» **Job**:
Reproduce every one of the entries below word for word, with no changes.

» **Input data**:

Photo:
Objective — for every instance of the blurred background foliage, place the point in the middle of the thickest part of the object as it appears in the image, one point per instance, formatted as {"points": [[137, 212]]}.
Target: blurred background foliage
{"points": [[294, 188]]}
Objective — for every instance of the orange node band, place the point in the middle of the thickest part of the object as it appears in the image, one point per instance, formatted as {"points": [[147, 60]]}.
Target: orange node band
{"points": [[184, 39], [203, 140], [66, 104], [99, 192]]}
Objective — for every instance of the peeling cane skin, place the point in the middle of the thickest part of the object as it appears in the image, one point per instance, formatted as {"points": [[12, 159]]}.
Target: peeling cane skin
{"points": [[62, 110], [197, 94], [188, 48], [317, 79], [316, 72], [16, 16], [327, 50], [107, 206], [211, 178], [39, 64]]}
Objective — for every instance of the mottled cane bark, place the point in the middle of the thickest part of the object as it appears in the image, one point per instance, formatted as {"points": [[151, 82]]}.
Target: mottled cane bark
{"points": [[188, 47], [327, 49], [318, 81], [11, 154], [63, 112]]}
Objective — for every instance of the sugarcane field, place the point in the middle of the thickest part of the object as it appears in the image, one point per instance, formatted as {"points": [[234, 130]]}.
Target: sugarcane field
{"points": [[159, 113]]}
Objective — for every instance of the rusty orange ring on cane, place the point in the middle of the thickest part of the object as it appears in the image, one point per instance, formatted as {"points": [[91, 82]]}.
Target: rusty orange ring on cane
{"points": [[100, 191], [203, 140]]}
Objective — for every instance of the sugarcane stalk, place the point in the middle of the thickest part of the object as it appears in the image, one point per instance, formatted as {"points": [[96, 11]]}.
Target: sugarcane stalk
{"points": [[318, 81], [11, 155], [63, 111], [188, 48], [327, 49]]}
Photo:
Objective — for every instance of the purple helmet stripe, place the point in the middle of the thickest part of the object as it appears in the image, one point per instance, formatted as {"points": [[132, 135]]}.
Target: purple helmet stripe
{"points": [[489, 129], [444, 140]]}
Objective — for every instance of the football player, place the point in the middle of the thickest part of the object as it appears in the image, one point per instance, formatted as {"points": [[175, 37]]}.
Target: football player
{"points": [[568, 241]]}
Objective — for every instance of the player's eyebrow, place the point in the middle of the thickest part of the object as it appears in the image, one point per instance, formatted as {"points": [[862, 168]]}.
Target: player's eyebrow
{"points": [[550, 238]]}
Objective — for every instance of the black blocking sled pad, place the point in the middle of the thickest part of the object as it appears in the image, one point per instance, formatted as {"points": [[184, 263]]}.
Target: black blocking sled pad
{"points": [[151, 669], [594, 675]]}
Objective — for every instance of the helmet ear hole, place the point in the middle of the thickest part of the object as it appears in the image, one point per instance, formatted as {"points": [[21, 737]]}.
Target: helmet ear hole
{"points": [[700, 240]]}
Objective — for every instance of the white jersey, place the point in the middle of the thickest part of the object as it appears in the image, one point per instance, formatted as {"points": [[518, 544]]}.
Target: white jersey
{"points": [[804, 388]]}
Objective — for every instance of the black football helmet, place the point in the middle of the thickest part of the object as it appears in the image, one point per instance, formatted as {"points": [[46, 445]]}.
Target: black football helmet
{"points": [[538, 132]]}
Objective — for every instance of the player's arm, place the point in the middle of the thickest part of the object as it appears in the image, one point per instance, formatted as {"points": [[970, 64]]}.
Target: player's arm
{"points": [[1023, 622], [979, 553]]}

» **Result of this exercise**:
Photo:
Objective — for every instance of the blurred background foliage, place the point in the middle of the thickest part of the object as it appears in the image, one point per instance, formatted as {"points": [[137, 212]]}.
Target: blurred background foliage
{"points": [[294, 188]]}
Objective — for every instance of the orange node band, place the point in the middle of the thickest part of the object as it appears in the image, one point per instance, formatted as {"points": [[147, 60]]}.
Target: orange node band
{"points": [[184, 39], [203, 140], [66, 104], [99, 192]]}
Objective — for every instance of the peeling cane skin, place the point in the middle of the thickest part of the object as it appears in the image, one point per instance, formatted as {"points": [[12, 159]]}.
Target: peeling cane skin
{"points": [[62, 110], [197, 94], [188, 48], [317, 79], [316, 72], [16, 16], [327, 50], [107, 206], [211, 178], [39, 64]]}
Objective — for every instance of the mottled cane bark, place the point in the middle of the thickest part of the object as it appears in the image, one point per instance, formatted as {"points": [[151, 82]]}.
Target: mottled cane bark
{"points": [[188, 47], [327, 49], [318, 81], [11, 154], [63, 112]]}
Objective — for every instance of the sugarcane field, place the point in the middle of the thickest part of the object as it appears in the image, one point per instance, formatted as {"points": [[234, 130]]}.
Target: sugarcane field
{"points": [[159, 113]]}
Objective — for every instance of the rusty orange ring on cane, place the point in the middle of the thickest part of the object as it appears in the image, one point per instance, formatted as {"points": [[91, 82]]}.
Target: rusty orange ring on cane
{"points": [[100, 191], [203, 140]]}
Objective — for every instance of the sugarcane stalk, place the point in the middle of the thickest part of the object as it appears in the image, one point per instance, formatted as {"points": [[96, 11]]}.
Target: sugarcane stalk
{"points": [[318, 81], [11, 155], [63, 111], [188, 48], [327, 49]]}
Photo:
Objective — for every instance of the purple helmet stripe, place the point in the middle of the thickest part of the object as it appears in the image, one point per instance, formatted as {"points": [[132, 135]]}.
Target: purple helmet stripe
{"points": [[489, 129], [444, 140]]}
Objective — for every instance of the football player, place the point in the middle of the thickest part of the object as it appears in the image, one point per instance, formatted as {"points": [[175, 37]]}.
Target: football player
{"points": [[568, 241]]}
Objective — for every instance of the player's eyebrow, place the point in the middle of the thickest part of the object as it appears in the image, one point per instance, formatted as {"points": [[862, 168]]}.
Target: player's eyebrow
{"points": [[550, 238]]}
Objective — for every instance of the black blocking sled pad, place the point in the middle of the thickest part of the object as it appears in the image, one point per instance, formatted as {"points": [[184, 263]]}.
Target: black blocking sled pad
{"points": [[151, 669], [594, 675]]}
Objective — for every instance of the helmet ear hole, place the point in the middle of the thickest part of the object as it appears in the image, one point per instance, formatted as {"points": [[21, 737]]}.
Target: helmet ear hole
{"points": [[700, 240]]}
Objective — for every instance of the white jersey, place the point in the middle of the thickest part of the object as it appears in the image, one point per instance, formatted as {"points": [[518, 544]]}.
Target: white jersey
{"points": [[804, 388]]}
Objective — for every instance of the black football helmet, place the point in the middle of the thickest part of the object as it appears in the image, one point per instance, formatted as {"points": [[46, 445]]}.
Target: black football helmet
{"points": [[538, 132]]}
Objective — for every instance of the player's arm, place the point in the middle of the thickest part of the object as it appears in the image, one point per instance, formatted as {"points": [[970, 64]]}.
Target: player's arm
{"points": [[1023, 622], [979, 553]]}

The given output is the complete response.